Redoublant de précautions pour ne pas faire le moindre bruit susceptible d'attirer l'attention de mes collègues plongés dans leur rude labeur, je me faufilai discrètement sous la table de test à la recherche des congas. Ragaillardie par le fait que ma délicate manoeuvre était passée complètement inaperçue, j'osai relier l'accessoire maudit à la console et m'apprêtai à jouer incognito lorsqu'une maladresse de ma part débrancha la prise casque et fit résonner dans toute la pièce un horrible grognement de singe venu du jeu. Je sus alors que ma partie de DK Jungle Beat ne passerait pas inaperçue.
C'est une évidence, Donkey Kong Jungle Beat fait partie de ces jeux qui respirent la convivialité et la bonne humeur. Remarquez, entre les bruits de tam-tam et les hurlements d'hystérie que génère ce titre, je vois mal comment on peut résister à l'envie de venir voir de quoi il retourne. Pourtant, là où Donkey Konga se jouait volontiers à plusieurs, DK Jungle Beat est un titre qui se joue résolument en solo. Rien à voir d'ailleurs avec son aîné puisqu'il ne s'agit plus d'un soft musical. Cet épisode tente plutôt de renouer avec le genre plates-formes en y introduisant un changement de taille : le maniement avec les congas ! Et laissez-moi vous dire qu'en termes d'innovation, le nouveau Donkey fait très fort.

* _CONSIGNE A_: Transcrivez fidèlement le passage du texte sur Donkey Kong Jungle Beat qui commence à « C'est une évidence, Donkey » et se termine à « fait très fort. ».
* _CONSIGNE B_: Réécrivez uniquement les lignes de la liste qui vont de celle contenant « Task: place one keypoint per instance of the wall decoration » à celle contenant « Task: place one keypoint per instance of the tv », ces deux lignes comprises, consignes incluses, en décalant de 67 chaque coordonnée des points donnés en réponse. Omettez les images dans votre réponse.

* _DONNÉES FOURNIES_:
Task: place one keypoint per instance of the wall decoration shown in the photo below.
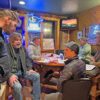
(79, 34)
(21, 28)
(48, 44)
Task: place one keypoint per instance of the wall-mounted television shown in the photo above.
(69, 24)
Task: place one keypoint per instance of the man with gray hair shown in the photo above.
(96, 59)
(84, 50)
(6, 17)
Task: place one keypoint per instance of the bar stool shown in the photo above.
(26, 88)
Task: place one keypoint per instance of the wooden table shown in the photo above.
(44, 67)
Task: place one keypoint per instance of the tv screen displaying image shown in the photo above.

* * *

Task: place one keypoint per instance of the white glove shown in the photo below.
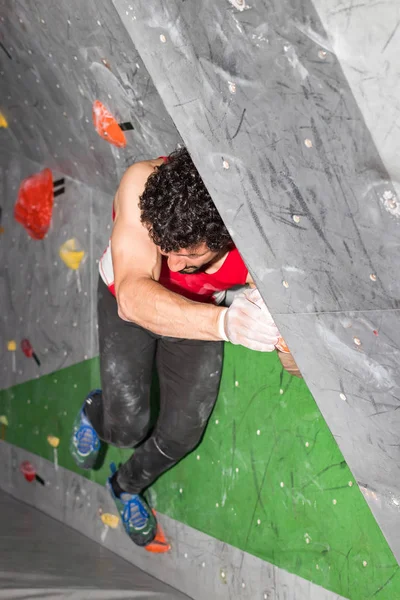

* _RÉPONSE COMPLÈTE A_:
C'est une évidence, Donkey Kong Jungle Beat fait partie de ces jeux qui respirent la convivialité et la bonne humeur. Remarquez, entre les bruits de tam-tam et les hurlements d'hystérie que génère ce titre, je vois mal comment on peut résister à l'envie de venir voir de quoi il retourne. Pourtant, là où Donkey Konga se jouait volontiers à plusieurs, DK Jungle Beat est un titre qui se joue résolument en solo. Rien à voir d'ailleurs avec son aîné puisqu'il ne s'agit plus d'un soft musical. Cet épisode tente plutôt de renouer avec le genre plates-formes en y introduisant un changement de taille : le maniement avec les congas ! Et laissez-moi vous dire qu'en termes d'innovation, le nouveau Donkey fait très fort.

* _RÉPONSE COMPLÈTE B_:
Task: place one keypoint per instance of the wall decoration shown in the photo below.
(146, 101)
(88, 95)
(115, 111)
Task: place one keypoint per instance of the wall-mounted television shown in the photo above.
(136, 91)
Task: place one keypoint per instance of the man with gray hair shown in the photo above.
(163, 126)
(151, 117)
(73, 84)
Task: place one keypoint per instance of the bar stool shown in the photo above.
(93, 155)
Task: place one keypoint per instance of the wooden table shown in the photo above.
(111, 134)
Task: place one keypoint per instance of the tv screen displaying image shown in the photo above.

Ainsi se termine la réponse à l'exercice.